THE TASK ▸ Transcribe the text on SHED's work, starting at "Water, Sanitation and Hygiene (WaSH)" and ending at "since its inception.".

TEXT SEGMENT ▸

[Start of section]

Health and Nutrition

As SHED started its initial operation for providing basic health and nutrition support to disadvantaged poor people of Teknaf in 1989, the organization gained high level expertise in Health and Nutrition sector by implementing huge number of projects in the last 31 years of partnership with government, and different International and National NGOs. SHED has proven its capacity in managing health facilities with adequate technical expertise, such as Doctors, Nurse and Paramedics with very efficient managerial capacity both for program and supplies. Presently SHED is serving curative and preventing services in the host communities (Ukhiya and Teknaf) and camp set up (Rohingya refugees) to prevent malnutrition in children, pregnant women, lactating women, and adolescents.

Water, Sanitation and Hygiene (WaSH)

Due to poverty, lack of education and ignorance regarding hygiene, major portion of rural people of cox’s Bazar and Chittagong region have been suffering from water, sanitation and hygiene for a long time.  As a result, outbreak of water borne diseases such as diarrhea, cholera etc. was reported to kill enormous people in this region. With the successful strategies and programs of government and NGOs, the region has achieved tremendous success in having safe water supply and sanitation facilities over the two last decades. SHED is one of the renowned NGOs of the region that has been working for providing safe water, healthy sanitation and hygiene infrastructure development and awareness raising through different projects in partnership with UN agencies and International NGOs since its inception.

Food Security, Livelihood and Social Cohesion

Food Security, Livelihood and Social Cohesion (FSLSC) is another sector in which SHED has been contributing towards transformation of life, livelihood and social bonding of resource poor of Cox’s Bazar district for last two and a half decades. SHED’s management and senior staff members are familiar with the social, cultural and geographical and economical condition of Cox’s Bazar and Chittagong region and its surrounding area as some of them are local inhabitant and some are working in this region for many years. This knowledge based advantage of SHED is  a key privilege in effective and efficient implementation of FSLSC related projects since such type of  projects require in depth local knowledge of livelihood, culture of project  beneficiaries and their bio-physical environment.

In its 31 years’ service towards the under privileged and resource poor of Cox’s Bazar, SHED has successfully implemented 15 FSLSC related projects in partnership with different ministries, International NGOs and UN agencies.

[End of section]

Stored data entries ▸

[Start of section]

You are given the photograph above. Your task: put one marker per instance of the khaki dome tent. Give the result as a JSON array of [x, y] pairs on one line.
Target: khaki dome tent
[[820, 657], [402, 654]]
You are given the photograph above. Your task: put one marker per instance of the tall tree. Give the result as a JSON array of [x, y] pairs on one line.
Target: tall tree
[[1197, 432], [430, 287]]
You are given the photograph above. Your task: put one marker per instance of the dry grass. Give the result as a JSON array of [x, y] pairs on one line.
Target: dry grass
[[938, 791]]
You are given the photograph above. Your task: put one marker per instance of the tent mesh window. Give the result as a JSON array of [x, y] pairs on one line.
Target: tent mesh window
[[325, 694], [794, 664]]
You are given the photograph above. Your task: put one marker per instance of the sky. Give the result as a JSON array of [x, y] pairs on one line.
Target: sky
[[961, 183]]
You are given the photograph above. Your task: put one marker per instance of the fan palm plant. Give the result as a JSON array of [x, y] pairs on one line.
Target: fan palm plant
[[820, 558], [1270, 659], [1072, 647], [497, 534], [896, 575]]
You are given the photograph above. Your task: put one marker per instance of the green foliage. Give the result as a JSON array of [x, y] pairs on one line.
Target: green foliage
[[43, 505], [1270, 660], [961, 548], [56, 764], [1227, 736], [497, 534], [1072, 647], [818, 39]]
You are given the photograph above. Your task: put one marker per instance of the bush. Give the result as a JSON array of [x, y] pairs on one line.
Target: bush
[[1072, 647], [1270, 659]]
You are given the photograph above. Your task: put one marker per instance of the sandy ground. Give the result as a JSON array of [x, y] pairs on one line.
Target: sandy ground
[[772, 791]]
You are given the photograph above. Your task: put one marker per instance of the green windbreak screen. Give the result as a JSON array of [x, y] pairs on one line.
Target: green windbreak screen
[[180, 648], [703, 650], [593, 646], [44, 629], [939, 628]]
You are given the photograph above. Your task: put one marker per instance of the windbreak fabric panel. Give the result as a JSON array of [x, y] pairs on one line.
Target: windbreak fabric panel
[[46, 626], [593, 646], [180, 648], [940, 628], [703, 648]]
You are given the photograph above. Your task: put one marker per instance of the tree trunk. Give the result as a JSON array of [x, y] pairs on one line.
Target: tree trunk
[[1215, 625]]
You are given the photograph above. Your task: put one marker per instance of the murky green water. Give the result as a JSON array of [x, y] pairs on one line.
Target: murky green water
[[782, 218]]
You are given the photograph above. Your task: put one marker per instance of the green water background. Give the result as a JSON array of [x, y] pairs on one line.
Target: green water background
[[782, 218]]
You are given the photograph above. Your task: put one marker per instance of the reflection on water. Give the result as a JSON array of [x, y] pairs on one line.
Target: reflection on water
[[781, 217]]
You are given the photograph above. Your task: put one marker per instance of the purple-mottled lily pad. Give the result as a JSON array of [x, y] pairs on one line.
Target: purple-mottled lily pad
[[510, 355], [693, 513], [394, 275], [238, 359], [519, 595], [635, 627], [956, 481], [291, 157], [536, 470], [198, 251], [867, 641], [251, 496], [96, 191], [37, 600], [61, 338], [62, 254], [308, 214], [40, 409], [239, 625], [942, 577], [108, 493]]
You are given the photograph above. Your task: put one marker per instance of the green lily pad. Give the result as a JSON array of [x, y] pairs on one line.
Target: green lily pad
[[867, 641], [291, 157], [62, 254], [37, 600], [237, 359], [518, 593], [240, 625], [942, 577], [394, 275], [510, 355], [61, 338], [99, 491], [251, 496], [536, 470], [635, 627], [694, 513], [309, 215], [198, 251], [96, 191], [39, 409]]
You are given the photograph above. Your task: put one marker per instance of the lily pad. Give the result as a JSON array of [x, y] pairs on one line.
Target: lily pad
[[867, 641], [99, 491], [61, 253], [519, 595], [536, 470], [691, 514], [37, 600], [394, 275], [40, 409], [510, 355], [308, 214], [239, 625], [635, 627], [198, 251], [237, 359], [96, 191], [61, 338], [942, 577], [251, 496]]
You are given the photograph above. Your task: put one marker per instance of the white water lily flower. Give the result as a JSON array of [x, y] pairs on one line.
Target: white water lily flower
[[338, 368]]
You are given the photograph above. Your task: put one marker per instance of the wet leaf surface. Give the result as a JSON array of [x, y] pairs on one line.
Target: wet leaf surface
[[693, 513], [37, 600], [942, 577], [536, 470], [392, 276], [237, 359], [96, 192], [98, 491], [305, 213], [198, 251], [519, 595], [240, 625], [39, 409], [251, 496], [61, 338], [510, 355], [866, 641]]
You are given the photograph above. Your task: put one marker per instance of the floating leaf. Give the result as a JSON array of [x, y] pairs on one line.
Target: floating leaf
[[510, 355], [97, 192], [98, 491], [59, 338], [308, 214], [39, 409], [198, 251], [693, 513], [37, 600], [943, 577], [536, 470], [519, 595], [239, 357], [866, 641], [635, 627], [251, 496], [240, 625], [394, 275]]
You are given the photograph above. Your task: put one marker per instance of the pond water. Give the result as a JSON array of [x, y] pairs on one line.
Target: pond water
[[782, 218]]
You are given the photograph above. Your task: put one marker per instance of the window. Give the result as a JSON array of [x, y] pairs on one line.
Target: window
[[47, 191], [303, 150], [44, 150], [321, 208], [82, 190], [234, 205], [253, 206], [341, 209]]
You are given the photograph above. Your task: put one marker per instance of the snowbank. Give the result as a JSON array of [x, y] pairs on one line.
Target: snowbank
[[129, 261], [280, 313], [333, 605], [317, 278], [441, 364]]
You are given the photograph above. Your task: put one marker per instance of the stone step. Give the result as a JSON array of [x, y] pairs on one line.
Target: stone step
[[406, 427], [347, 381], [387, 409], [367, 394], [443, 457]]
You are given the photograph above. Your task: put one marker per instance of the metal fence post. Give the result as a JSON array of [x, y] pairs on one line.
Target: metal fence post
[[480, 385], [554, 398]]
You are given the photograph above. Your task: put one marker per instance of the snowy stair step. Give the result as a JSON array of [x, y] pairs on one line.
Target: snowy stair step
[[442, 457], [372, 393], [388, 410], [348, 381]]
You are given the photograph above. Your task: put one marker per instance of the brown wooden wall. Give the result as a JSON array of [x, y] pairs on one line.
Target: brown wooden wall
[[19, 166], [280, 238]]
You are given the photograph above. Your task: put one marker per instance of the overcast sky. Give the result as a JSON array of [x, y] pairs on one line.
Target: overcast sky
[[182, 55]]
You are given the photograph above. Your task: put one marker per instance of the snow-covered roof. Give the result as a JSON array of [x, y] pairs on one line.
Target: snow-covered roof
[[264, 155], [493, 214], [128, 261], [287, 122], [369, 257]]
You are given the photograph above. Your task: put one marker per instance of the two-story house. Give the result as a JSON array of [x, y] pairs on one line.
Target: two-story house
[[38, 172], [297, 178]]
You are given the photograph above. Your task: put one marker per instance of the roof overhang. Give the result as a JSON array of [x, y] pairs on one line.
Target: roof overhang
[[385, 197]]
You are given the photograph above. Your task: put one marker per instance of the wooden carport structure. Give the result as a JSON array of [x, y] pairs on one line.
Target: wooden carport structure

[End of section]

WORKED SOLUTION ▸
Water, Sanitation and Hygiene (WaSH)

Due to poverty, lack of education and ignorance regarding hygiene, major portion of rural people of cox’s Bazar and Chittagong region have been suffering from water, sanitation and hygiene for a long time.  As a result, outbreak of water borne diseases such as diarrhea, cholera etc. was reported to kill enormous people in this region. With the successful strategies and programs of government and NGOs, the region has achieved tremendous success in having safe water supply and sanitation facilities over the two last decades. SHED is one of the renowned NGOs of the region that has been working for providing safe water, healthy sanitation and hygiene infrastructure development and awareness raising through different projects in partnership with UN agencies and International NGOs since its inception.